>> begin Dataset records

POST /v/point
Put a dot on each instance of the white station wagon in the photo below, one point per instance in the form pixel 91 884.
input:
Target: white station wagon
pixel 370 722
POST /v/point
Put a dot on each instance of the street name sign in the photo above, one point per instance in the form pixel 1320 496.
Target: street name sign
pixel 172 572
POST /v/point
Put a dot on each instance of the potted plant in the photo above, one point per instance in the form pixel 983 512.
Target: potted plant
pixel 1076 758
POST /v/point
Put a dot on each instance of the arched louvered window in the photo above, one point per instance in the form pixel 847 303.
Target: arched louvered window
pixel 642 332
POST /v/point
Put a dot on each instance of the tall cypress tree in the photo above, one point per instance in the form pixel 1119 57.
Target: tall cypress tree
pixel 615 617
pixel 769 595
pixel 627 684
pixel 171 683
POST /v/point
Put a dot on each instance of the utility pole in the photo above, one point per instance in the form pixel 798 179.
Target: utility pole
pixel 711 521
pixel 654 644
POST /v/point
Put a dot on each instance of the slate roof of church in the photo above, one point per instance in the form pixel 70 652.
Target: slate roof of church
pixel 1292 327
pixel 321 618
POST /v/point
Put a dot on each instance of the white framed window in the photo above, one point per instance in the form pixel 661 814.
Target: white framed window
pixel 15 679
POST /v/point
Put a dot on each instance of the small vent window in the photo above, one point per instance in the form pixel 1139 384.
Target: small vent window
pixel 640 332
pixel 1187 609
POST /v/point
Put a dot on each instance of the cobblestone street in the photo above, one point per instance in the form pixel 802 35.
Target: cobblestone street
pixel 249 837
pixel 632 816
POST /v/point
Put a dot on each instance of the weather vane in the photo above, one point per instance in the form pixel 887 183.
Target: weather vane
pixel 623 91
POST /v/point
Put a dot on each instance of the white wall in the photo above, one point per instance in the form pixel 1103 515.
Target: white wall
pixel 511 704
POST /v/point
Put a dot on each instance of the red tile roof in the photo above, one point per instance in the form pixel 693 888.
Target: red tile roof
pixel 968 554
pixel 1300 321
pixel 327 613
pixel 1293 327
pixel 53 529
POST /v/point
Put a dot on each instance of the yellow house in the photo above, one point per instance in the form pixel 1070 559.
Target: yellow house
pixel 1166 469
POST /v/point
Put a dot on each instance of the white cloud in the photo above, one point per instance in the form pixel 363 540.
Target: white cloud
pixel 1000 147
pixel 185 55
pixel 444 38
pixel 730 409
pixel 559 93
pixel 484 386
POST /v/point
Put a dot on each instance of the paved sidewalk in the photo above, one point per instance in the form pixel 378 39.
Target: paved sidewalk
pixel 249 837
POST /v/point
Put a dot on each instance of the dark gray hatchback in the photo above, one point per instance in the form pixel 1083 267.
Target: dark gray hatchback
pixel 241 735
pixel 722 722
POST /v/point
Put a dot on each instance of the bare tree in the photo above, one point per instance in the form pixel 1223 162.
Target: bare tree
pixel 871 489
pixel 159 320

>> end Dataset records

* Your objective
Convert all of the data above into a JSON list of strings, one string per line, omitting any blank lines.

* Solution to the problem
[
  "POST /v/point",
  "Put a dot on each instance of the white station wagon in the photo below, one point per instance in the form pixel 91 884.",
  "input:",
  "Target: white station wagon",
  "pixel 370 722",
  "POST /v/point",
  "Put a dot on each instance of the street name sign in the photo above, one point per instance in the form pixel 1320 496.",
  "Target: street name sign",
  "pixel 172 572",
  "POST /v/point",
  "Put a dot on each instance of the potted plant in the photo above, one point per instance in the form pixel 983 512.",
  "Target: potted plant",
  "pixel 1076 758",
  "POST /v/point",
  "Put a dot on each instance of the arched louvered window in the photo above, one point per instance in the form pixel 847 303.",
  "Target: arched louvered window",
  "pixel 642 332",
  "POST /v/point",
  "Put a dot on each instance of the tall cypress tree in the photo above, one point per instance in the form pixel 1119 57.",
  "Target: tall cypress tree",
  "pixel 615 617",
  "pixel 769 595",
  "pixel 627 684",
  "pixel 171 683",
  "POST /v/point",
  "Put a dot on each instance of the utility pole in the photo above, one point per instance in the form pixel 798 179.",
  "Target: utility pole",
  "pixel 711 521",
  "pixel 654 644",
  "POST /v/point",
  "Put a dot on each instance of the slate roof of church in the photo above, one point per instance in the form pixel 70 652.",
  "Target: slate roof of church",
  "pixel 1292 327",
  "pixel 321 618",
  "POST /v/point",
  "Put a dot on each instance of the white framed window in the photo above, one point per instance in the form pixel 661 814.",
  "Target: white framed window",
  "pixel 15 679",
  "POST /v/point",
  "Put a dot on each instance of the small vent window in the photo above, one point per instance in the form pixel 1139 384.",
  "Target: small vent window",
  "pixel 640 332",
  "pixel 1187 609",
  "POST /v/point",
  "Put a dot on each instance of the cobblestone street in the photo above, one point per instance in the form pixel 802 35.",
  "Target: cobblestone street",
  "pixel 249 837",
  "pixel 632 816",
  "POST /v/point",
  "Put a dot on each instance of the weather vane in the photo above, one point per instance in the form pixel 887 183.",
  "Target: weather vane",
  "pixel 623 91",
  "POST /v/point",
  "Put a dot on each instance of the white wall in the photo above, one point per instance in the form pixel 1103 515.",
  "Target: white wall",
  "pixel 511 704",
  "POST /v/point",
  "Put a dot on each instance of the red tile roof in the photo above, one point per instance in the form pixel 693 888.",
  "Target: red tile roof",
  "pixel 968 554",
  "pixel 1300 321",
  "pixel 327 613",
  "pixel 1293 327",
  "pixel 53 529",
  "POST /v/point",
  "Put a dot on each instance of the yellow house in the photo above, one point per instance in the form pixel 1070 559.",
  "Target: yellow house",
  "pixel 1166 469",
  "POST /v/point",
  "Put a dot on each instance of the white cloud in the photo above, one point per instance in the form pixel 363 540.",
  "Target: white cloud",
  "pixel 1000 147",
  "pixel 185 55",
  "pixel 444 38",
  "pixel 730 409",
  "pixel 559 93",
  "pixel 484 386",
  "POST /v/point",
  "Put a dot on each instance of the paved sidewalk in the photo above, one point per instance in the form pixel 378 39.",
  "Target: paved sidewalk",
  "pixel 249 837",
  "POST /v/point",
  "Put a dot on each instance of the dark gray hatchback in the photo above, one point per instance in the form pixel 1083 267.",
  "Target: dark gray hatchback",
  "pixel 241 735",
  "pixel 722 722",
  "POST /v/point",
  "Put a dot on each instance of the bare tree in the photo above, one point per instance in the form pixel 1223 162.",
  "Target: bare tree",
  "pixel 871 489",
  "pixel 159 320"
]